Your assignment =>
Each line of the material should be retyped without alteration.

# # # # #

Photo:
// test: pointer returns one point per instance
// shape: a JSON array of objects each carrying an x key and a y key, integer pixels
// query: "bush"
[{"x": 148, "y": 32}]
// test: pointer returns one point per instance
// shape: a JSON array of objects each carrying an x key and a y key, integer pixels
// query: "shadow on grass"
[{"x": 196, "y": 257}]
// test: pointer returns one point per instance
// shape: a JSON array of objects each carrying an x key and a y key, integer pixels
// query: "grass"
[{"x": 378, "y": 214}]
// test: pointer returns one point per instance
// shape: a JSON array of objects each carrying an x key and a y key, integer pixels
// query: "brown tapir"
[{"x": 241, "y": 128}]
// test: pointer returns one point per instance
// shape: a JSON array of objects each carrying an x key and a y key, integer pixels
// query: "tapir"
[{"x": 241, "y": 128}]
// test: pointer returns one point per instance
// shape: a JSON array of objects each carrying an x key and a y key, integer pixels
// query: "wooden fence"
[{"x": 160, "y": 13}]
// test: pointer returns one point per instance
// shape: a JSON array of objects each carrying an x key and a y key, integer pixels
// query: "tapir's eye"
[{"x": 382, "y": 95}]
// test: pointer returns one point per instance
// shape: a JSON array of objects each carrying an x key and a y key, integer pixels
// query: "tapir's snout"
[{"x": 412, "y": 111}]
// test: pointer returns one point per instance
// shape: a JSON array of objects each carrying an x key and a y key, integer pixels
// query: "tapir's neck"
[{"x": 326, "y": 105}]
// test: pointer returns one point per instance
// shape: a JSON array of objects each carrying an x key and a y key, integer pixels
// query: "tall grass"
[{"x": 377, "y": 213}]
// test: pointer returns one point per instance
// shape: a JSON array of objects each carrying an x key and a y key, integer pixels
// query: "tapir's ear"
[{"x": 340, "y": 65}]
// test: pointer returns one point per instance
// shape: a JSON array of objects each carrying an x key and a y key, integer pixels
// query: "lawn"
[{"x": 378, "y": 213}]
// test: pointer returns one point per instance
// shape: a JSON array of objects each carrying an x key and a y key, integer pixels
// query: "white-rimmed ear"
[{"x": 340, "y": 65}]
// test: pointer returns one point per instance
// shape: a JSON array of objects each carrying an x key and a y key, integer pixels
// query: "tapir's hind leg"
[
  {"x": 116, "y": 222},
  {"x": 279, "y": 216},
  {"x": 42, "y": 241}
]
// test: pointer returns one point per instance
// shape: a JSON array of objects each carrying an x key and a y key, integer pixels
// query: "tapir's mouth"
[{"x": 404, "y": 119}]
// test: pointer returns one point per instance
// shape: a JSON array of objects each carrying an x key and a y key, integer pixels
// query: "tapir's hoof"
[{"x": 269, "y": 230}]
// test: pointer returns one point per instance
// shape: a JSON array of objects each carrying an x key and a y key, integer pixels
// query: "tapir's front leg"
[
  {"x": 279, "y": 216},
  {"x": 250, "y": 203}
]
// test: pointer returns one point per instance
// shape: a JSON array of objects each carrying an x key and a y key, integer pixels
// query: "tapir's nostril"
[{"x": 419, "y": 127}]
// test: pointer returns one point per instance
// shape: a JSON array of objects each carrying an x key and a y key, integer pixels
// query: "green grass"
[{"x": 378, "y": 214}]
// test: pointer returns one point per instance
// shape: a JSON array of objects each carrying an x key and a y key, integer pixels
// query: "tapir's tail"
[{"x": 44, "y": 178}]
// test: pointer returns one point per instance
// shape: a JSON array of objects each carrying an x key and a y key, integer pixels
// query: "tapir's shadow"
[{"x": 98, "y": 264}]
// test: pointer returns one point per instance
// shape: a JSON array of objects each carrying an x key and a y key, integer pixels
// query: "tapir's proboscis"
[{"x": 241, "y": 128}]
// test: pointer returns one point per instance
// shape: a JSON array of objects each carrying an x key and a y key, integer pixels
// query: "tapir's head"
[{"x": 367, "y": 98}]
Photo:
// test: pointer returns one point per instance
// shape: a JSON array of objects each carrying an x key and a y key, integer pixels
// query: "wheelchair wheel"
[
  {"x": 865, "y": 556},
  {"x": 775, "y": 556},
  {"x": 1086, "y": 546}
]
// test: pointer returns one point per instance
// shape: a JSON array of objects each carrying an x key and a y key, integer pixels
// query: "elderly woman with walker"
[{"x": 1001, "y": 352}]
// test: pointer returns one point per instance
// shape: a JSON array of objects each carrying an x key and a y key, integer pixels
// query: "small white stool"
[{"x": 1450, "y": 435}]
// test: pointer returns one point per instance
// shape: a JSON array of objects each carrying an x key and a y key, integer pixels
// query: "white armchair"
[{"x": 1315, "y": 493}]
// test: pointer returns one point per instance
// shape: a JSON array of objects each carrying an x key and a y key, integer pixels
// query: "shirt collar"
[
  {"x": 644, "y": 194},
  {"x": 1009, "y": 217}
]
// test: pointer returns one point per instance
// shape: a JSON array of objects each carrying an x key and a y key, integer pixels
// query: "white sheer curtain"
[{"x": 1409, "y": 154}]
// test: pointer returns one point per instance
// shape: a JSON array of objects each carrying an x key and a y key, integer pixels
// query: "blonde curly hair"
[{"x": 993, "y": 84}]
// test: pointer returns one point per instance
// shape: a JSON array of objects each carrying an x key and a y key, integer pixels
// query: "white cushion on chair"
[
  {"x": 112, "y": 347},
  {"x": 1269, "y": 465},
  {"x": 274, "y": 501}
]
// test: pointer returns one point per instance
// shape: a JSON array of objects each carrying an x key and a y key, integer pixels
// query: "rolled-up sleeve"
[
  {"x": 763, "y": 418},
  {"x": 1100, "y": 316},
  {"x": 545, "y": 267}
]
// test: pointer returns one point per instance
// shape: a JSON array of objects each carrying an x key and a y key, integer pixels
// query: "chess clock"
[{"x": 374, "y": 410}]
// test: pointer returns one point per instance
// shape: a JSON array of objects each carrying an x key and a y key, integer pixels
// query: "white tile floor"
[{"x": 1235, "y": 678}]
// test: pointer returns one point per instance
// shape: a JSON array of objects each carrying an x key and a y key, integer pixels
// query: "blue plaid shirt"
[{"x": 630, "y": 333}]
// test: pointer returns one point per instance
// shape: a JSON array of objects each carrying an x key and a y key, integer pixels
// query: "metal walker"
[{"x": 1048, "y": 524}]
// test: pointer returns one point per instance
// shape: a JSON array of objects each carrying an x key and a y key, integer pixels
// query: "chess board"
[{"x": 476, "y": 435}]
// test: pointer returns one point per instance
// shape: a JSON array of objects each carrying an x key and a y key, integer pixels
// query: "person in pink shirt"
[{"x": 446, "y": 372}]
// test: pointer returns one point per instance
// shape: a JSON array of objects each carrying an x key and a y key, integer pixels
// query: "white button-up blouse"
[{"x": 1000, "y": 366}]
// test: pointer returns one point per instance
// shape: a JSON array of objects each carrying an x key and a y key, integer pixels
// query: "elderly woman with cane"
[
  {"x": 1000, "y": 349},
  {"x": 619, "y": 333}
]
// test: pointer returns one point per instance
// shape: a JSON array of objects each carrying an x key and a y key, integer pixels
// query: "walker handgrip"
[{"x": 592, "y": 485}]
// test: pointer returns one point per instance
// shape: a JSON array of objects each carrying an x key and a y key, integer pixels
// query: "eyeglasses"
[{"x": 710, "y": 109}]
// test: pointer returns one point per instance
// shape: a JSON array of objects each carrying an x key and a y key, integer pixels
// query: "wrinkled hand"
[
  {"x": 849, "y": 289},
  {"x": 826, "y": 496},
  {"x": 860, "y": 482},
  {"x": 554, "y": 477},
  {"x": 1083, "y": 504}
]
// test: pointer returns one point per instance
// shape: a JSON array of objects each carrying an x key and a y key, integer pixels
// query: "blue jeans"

# # # # #

Problem solution =>
Photo:
// test: pointer returns one point per instance
// shape: a JSON array of objects each carrying an x key and a y key, integer pixels
// query: "bush"
[{"x": 148, "y": 32}]
// test: pointer returns one point per instance
// shape: a JSON array of objects each carrying an x key and a y key, integer pixels
// query: "shadow on grass"
[{"x": 196, "y": 257}]
// test: pointer returns one point per instance
// shape: a JSON array of objects each carrying an x key and a y key, integer pixels
// query: "grass"
[{"x": 378, "y": 214}]
// test: pointer returns one point per instance
// shape: a JSON array of objects each carrying an x key and a y key, integer pixels
// query: "brown tapir"
[{"x": 241, "y": 128}]
// test: pointer returns one point per instance
// shape: a JSON array of objects each carrying an x key and a y key, integer pixels
// query: "tapir"
[{"x": 241, "y": 128}]
// test: pointer returns one point per instance
// shape: a JSON array of objects each carrying an x key and a y key, integer pixels
// query: "wooden fence"
[{"x": 160, "y": 13}]
// test: pointer returns one point per instance
// shape: a JSON array of objects each carrying an x key and a y key, integer pixels
// query: "tapir's eye"
[{"x": 382, "y": 95}]
// test: pointer returns one point per instance
// shape: a JSON array of objects each carrying an x key and a y key, integer pixels
// query: "tapir's snout"
[{"x": 412, "y": 111}]
// test: pointer returns one point per instance
// shape: a JSON array of objects each carrying an x key and a y key, integer pixels
// query: "tapir's neck"
[{"x": 326, "y": 105}]
// test: pointer returns one point per instance
// shape: a JSON array of objects each carrying an x key and a y key, integer pixels
// query: "tall grass"
[{"x": 377, "y": 213}]
// test: pointer returns one point per instance
// shape: a JSON array of objects each carrying an x key and a y key, integer pixels
// query: "tapir's ear"
[{"x": 340, "y": 65}]
// test: pointer returns one point per instance
// shape: a JSON array of objects each carrying an x key and a y key, integer pixels
// query: "lawn"
[{"x": 378, "y": 213}]
// test: pointer returns one point per instance
// shape: a JSON array of objects each carrying an x key and a y key, integer pixels
// query: "white-rimmed ear"
[{"x": 340, "y": 65}]
// test: pointer returns one point per instance
// shape: a JSON array of objects each carrying an x key and a y key, integer pixels
// query: "tapir's hind leg"
[
  {"x": 116, "y": 222},
  {"x": 279, "y": 216},
  {"x": 42, "y": 241}
]
// test: pointer returns one point per instance
// shape: a JSON array of objects each carrying an x key and a y key, integer pixels
// query: "tapir's mouth"
[{"x": 404, "y": 119}]
// test: pointer returns one point per instance
// shape: a JSON array of objects each carrying an x key and a y key, integer pixels
// query: "tapir's hoof"
[{"x": 269, "y": 230}]
// test: pointer returns one point per instance
// shape: a JSON array of objects each carrying an x key and a y key, integer pixels
// query: "tapir's front leg"
[
  {"x": 279, "y": 216},
  {"x": 250, "y": 203}
]
// test: pointer returns one point per instance
// shape: a JSON array of objects each carrying an x key and a y key, integer pixels
// query: "tapir's nostril"
[{"x": 419, "y": 127}]
// test: pointer returns one point per instance
// shape: a JSON array of objects each carrying an x key and a y key, integer pixels
// query: "green grass"
[{"x": 378, "y": 214}]
// test: pointer returns one point per instance
// shape: a JSON array of objects each carrying an x key and a y key, integer pixels
// query: "tapir's tail"
[{"x": 44, "y": 178}]
// test: pointer returns one point per instance
// shape: a JSON array of objects each carrying an x key and a y key, integer pixels
// query: "tapir's shadow"
[{"x": 98, "y": 264}]
// test: pointer returns one point per instance
// shape: a JSON array of objects each carrying an x key and a y key, integer pixels
// query: "tapir's proboscis"
[{"x": 241, "y": 128}]
// test: pointer returns one point per instance
// shape: a JSON array of objects each carrying an x key and a y key, integer pixels
// query: "tapir's head"
[{"x": 367, "y": 98}]
Photo:
// test: pointer returns one point per instance
// shape: a JSON array of objects each carrying an x key and a y key, integer pixels
// query: "wheelchair wheel"
[
  {"x": 865, "y": 556},
  {"x": 775, "y": 556},
  {"x": 1086, "y": 546}
]
// test: pointer returns one point per instance
// shape: a JSON array of objects each carrying an x key and a y key, integer pixels
// query: "elderly woman with walker"
[{"x": 1001, "y": 352}]
// test: pointer returns one point per instance
// shape: a JSON array of objects each carrying an x key and a y key, integer pixels
// query: "small white stool"
[{"x": 1450, "y": 435}]
// test: pointer returns one point per instance
// shape: a JSON array of objects each carrying an x key and a y key, integer pixels
// query: "white armchair"
[{"x": 1315, "y": 493}]
// test: pointer returns one point per instance
// shape: a JSON array of objects each carrying an x key and a y key, integer pixels
// query: "shirt collar"
[
  {"x": 644, "y": 194},
  {"x": 1009, "y": 217}
]
// test: pointer returns one point per instance
// shape: a JSON array of objects each carrying an x key and a y key, integer pixels
// query: "white sheer curtain"
[{"x": 1409, "y": 154}]
// test: pointer returns one point per instance
// shape: a JSON array of objects each carrying an x key and a y key, integer pixels
// query: "blonde curly hair"
[{"x": 993, "y": 84}]
// test: pointer returns one point per instance
// shape: a JSON array of objects each carrying an x key and a y key, integer pixels
// query: "white cushion on chair"
[
  {"x": 112, "y": 347},
  {"x": 1269, "y": 465},
  {"x": 274, "y": 501}
]
// test: pointer returns one point per instance
// shape: a JSON array of objects each carrying an x key and a y key, integer pixels
// query: "rolled-up sleeve"
[
  {"x": 763, "y": 418},
  {"x": 1100, "y": 316},
  {"x": 545, "y": 267}
]
// test: pointer returns one point per instance
// shape: a JSON array of objects each carrying an x key and a y key, integer pixels
// query: "chess clock"
[{"x": 374, "y": 410}]
// test: pointer returns one point per instance
// shape: a JSON array of objects each carrying an x key and a y key, integer pixels
// query: "white tile floor"
[{"x": 1235, "y": 678}]
// test: pointer returns one point per instance
// shape: a JSON array of objects each carrying an x key and a y key, integer pixels
// query: "blue plaid shirt"
[{"x": 630, "y": 333}]
// test: pointer returns one point per instance
// shape: a JSON array of objects each carrying an x key and a y key, integer pixels
// query: "metal walker"
[{"x": 1048, "y": 524}]
// test: pointer returns one point per instance
// shape: a JSON array of objects each carrying an x key and a y key, integer pixels
// query: "chess board"
[{"x": 476, "y": 435}]
// test: pointer returns one point per instance
// shape: a JSON array of objects each carrying an x key and a y key, integer pixels
// query: "person in pink shirt"
[{"x": 446, "y": 372}]
// test: pointer returns one point per instance
// shape: a JSON array of objects each carrying an x key and a y key, integer pixels
// query: "white button-up blouse"
[{"x": 1000, "y": 366}]
// test: pointer returns one point per instance
// shape: a JSON array of objects each carrying an x key and a y key, integer pixels
// query: "elderly woman with cane"
[
  {"x": 1000, "y": 349},
  {"x": 619, "y": 333}
]
// test: pointer returns one point per instance
// shape: a JSON array of objects each carrying an x key and a y key, integer pixels
// query: "walker handgrip"
[{"x": 592, "y": 485}]
// test: pointer returns one point per instance
// shape: a JSON array of objects each carrying an x key and a y key, integer pixels
// query: "eyeglasses"
[{"x": 710, "y": 109}]
// test: pointer returns one point per instance
// shape: a JSON array of objects each carrying an x key and a y key, integer pixels
// query: "wrinkled hand"
[
  {"x": 849, "y": 289},
  {"x": 826, "y": 496},
  {"x": 860, "y": 482},
  {"x": 554, "y": 477},
  {"x": 1083, "y": 504}
]
// test: pointer returns one point per instance
// shape: a JSON array of objects each carrying an x key and a y key, integer pixels
// query: "blue jeans"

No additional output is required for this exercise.